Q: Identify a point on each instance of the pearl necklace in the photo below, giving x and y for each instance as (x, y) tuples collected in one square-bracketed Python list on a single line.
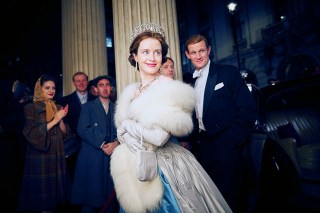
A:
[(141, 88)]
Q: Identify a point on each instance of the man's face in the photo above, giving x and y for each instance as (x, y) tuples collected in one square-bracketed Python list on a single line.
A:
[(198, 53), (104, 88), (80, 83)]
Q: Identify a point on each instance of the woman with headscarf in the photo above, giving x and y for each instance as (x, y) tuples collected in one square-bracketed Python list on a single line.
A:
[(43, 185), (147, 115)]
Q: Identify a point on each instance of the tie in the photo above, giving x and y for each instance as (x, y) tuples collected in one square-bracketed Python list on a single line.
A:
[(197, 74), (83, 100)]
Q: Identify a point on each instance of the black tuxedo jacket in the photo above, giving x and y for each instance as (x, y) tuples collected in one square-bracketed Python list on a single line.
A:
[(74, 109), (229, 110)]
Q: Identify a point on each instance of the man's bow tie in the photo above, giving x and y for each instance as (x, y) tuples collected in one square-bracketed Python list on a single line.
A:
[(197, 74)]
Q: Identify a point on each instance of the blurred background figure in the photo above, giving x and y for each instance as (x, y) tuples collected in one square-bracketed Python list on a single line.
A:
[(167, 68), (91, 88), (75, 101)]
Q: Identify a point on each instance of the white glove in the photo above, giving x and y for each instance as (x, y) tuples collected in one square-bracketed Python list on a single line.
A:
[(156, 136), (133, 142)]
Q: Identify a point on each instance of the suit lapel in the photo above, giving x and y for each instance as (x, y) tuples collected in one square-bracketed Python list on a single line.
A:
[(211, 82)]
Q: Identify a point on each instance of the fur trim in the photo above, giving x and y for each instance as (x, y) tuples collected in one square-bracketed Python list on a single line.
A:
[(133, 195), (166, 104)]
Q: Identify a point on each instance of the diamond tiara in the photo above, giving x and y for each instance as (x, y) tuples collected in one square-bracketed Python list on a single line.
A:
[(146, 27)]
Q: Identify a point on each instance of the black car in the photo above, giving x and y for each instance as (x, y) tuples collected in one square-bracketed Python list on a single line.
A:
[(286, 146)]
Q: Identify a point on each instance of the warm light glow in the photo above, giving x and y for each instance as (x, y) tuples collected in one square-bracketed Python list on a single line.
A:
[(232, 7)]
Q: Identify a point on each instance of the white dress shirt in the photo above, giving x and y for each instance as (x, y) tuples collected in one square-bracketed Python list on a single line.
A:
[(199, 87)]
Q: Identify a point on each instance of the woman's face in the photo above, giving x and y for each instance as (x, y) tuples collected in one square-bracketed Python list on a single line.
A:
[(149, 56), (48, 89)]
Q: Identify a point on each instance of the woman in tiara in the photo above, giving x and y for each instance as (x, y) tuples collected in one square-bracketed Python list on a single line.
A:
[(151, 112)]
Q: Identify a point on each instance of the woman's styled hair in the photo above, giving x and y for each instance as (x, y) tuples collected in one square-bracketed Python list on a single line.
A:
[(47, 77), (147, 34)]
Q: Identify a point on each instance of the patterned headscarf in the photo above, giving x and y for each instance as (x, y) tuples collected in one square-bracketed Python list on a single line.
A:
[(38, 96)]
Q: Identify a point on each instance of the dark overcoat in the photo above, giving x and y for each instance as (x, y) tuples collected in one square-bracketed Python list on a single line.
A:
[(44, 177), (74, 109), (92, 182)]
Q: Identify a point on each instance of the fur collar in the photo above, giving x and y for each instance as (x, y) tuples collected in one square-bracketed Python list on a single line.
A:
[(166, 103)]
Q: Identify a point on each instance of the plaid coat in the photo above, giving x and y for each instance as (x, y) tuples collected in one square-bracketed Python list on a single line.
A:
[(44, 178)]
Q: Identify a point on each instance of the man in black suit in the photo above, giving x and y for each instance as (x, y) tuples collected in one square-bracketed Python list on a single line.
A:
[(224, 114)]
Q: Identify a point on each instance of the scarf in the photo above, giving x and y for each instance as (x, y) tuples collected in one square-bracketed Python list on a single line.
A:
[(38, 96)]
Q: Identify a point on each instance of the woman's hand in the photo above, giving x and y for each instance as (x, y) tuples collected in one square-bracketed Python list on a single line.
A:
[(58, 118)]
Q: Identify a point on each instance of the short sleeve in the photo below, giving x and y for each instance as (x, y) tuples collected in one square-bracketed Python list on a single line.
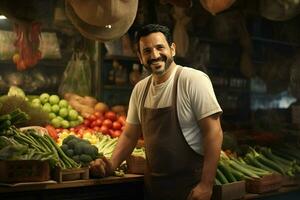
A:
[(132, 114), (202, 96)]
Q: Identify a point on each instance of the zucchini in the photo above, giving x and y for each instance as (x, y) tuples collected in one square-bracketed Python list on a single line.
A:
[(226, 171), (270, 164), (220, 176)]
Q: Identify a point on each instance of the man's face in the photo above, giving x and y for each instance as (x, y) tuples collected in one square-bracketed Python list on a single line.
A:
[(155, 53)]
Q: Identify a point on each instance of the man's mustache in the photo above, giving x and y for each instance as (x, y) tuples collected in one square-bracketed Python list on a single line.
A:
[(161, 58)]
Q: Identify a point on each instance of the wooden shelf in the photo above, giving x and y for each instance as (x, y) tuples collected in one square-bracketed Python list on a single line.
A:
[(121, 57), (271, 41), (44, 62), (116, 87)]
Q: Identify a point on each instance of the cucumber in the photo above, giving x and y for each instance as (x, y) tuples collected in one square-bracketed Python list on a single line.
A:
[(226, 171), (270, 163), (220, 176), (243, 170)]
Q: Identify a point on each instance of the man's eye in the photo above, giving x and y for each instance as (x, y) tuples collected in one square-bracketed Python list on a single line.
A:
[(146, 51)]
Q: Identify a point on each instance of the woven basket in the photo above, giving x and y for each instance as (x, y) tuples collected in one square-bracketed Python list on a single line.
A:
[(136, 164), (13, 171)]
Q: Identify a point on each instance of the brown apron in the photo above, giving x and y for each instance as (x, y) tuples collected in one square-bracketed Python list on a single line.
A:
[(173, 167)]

SHORT TASK
Starting with the line that contains "Q: Identify a point on each instance of the blurred" and going on through the line that contains "[(146, 27)]", write out only that stretch of the material again, requests included, adding 37 to every coordinate in the answers.

FINAL RESULT
Q: Identify a point on each instance of the blurred background figure in the photo above, giving x and y for each instance as (x, y) tuples collected in one square-bracketed Python list on a single line.
A:
[(204, 105), (128, 125), (112, 138)]
Q: Identify a point on each instance of the white glove in the photo above, giving x and y for each instance as (x, y) tuples collected in one square-bracketed Python list on a single line.
A:
[(193, 173), (170, 179)]
Q: Identify a point on each instance of the suit lapel in the photo above, giving x and y for each instance as (x, y) tuples collected in one square-bracketed Python list on a single line.
A:
[(248, 119)]
Q: Identify a point on each instance of the fur trim in the photo above, giving x and y for each instance as (x, y) tuples collected in one square-bracketed Python list on a single line.
A:
[(170, 232), (203, 141)]
Q: Identify a point on each instance of the diamond tiara in the photo above, giving x and y for each instance as (x, y) tuples collected in one square-bracketed Python list on a single line.
A:
[(183, 64)]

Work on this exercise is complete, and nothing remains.